Page text:
--- START ---

Yes, your body is breaking down, people are stupid, systems are unfair, and everything is f*cked up, but...
You still have many years of life ahead of you. You will experience joy, learn new things, laugh and joke.
Not all people are stupid, and not in all respects. There are still people who, when presented with a reasonable argument, will listen, think and learn. People change too. Don't hold grudges forever.
Not all systems are unfair, and not all the time. Sometimes, one good person can make the outcome right. A journalist who cares about the truth, a judge who cares about justice, a politician who cares about the common good, or a billionaire with a mission that does not cause human misery or environmental destruction. It is important to do your part. It is important to vote. It's not true that all politicians are bad, or equally bad. Sometimes, you need to get off your high horse and vote for the lesser evil - I'm thinking of you Steve Wozniak, and you my younger brother. Your vote, assuming the elections are not rigged, may decide if my daughter gets the critical medical help when she needs it. It is f*cking personal. Not voting, staying quiet when harm is being done to someone else, makes you a bad person.

--- END ---

Given data:

--- START ---

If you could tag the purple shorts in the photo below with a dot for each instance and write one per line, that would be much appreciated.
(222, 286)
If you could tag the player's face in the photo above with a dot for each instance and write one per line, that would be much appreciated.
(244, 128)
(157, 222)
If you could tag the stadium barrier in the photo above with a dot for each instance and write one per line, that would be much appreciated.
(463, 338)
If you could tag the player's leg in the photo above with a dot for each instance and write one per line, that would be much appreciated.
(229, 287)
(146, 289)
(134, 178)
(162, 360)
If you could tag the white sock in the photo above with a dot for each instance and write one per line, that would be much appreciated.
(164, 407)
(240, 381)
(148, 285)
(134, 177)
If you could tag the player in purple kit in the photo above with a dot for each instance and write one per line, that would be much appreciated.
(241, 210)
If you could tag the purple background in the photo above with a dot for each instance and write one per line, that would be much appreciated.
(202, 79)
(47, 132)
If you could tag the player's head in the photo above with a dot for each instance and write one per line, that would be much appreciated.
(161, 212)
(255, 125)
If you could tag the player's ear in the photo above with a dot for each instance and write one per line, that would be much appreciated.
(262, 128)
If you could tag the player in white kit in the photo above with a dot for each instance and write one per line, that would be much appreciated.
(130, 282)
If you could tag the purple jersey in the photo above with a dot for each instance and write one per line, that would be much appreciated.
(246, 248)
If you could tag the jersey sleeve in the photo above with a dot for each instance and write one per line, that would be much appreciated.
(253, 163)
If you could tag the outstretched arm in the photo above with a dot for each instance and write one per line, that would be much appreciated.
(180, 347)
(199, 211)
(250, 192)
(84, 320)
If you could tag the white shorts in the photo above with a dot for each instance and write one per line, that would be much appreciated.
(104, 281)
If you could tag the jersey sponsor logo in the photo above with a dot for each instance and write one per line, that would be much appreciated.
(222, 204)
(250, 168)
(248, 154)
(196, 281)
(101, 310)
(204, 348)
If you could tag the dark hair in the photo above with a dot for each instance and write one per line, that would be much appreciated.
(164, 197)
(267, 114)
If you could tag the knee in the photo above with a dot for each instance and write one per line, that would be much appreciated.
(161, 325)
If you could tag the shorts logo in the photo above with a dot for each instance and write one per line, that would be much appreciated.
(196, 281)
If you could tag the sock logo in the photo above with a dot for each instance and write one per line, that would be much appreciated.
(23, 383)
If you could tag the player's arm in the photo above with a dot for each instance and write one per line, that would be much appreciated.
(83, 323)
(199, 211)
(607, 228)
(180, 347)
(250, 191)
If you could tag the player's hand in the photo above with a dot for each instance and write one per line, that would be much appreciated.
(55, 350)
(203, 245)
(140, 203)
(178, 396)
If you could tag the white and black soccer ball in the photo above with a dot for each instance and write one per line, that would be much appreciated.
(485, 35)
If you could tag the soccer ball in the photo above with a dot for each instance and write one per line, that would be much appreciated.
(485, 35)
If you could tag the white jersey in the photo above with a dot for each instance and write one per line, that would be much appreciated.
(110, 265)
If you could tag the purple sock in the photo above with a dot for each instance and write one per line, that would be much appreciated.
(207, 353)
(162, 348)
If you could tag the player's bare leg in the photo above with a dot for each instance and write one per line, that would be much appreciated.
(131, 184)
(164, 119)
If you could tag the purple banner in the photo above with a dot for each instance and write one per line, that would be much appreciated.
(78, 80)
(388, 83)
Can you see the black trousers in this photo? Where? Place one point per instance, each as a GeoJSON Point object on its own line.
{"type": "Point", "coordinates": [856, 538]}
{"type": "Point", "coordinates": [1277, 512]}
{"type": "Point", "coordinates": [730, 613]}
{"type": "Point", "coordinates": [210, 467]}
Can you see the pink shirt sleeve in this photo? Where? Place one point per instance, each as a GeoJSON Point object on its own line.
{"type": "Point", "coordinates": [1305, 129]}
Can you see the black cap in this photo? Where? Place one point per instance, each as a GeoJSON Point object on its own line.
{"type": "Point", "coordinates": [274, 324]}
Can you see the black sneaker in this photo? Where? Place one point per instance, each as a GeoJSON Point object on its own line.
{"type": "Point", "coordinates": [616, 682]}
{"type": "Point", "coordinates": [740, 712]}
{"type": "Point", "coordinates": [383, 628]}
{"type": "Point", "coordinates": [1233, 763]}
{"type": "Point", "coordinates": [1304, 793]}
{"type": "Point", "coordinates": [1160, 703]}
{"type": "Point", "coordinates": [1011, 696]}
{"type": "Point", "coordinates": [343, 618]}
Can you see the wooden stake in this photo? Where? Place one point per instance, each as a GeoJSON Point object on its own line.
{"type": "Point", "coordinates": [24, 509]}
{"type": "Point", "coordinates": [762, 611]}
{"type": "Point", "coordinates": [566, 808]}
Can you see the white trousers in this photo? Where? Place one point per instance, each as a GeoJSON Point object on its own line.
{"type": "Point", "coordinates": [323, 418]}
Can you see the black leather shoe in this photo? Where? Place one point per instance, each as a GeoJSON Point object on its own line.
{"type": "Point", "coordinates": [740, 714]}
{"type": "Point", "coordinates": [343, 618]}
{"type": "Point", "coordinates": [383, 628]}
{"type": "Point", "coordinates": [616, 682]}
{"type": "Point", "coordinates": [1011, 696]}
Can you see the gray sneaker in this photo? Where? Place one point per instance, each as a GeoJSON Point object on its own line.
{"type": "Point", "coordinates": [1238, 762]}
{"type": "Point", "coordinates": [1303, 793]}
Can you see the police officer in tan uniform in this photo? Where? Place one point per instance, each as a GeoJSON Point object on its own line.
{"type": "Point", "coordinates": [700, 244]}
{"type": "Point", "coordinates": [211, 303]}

--- END ---

Work task 1:
Reproduce the passage on keeping hope from "Yes, your body" up to and including "hold grudges forever.", swapping in "foolish" wherever "stupid" appears.
Work task 2:
Carry the passage on keeping hope further, picking up after its final sentence.
The items play no part in what comes next.

Task response 1:
Yes, your body is breaking down, people are foolish, systems are unfair, and everything is f*cked up, but...
You still have many years of life ahead of you. You will experience joy, learn new things, laugh and joke.
Not all people are foolish, and not in all respects. There are still people who, when presented with a reasonable argument, will listen, think and learn. People change too. Don't hold grudges forever.

Task response 2:
Being religious may help you, but religions have a history of diving us, so I would be very careful here not to fall into some form of "us versus them", which may lead to hatred and war. We are in this together, regardless where we live, how we look, or what we believe in.
There is an idea that Irena Sandler, Marek Edelman and Władysław Bartoszewski practiced:
"People should be judged as either good or bad. Race, background, religion, education, or wealth don't matter. The only thing that counts is what kind of human being you are."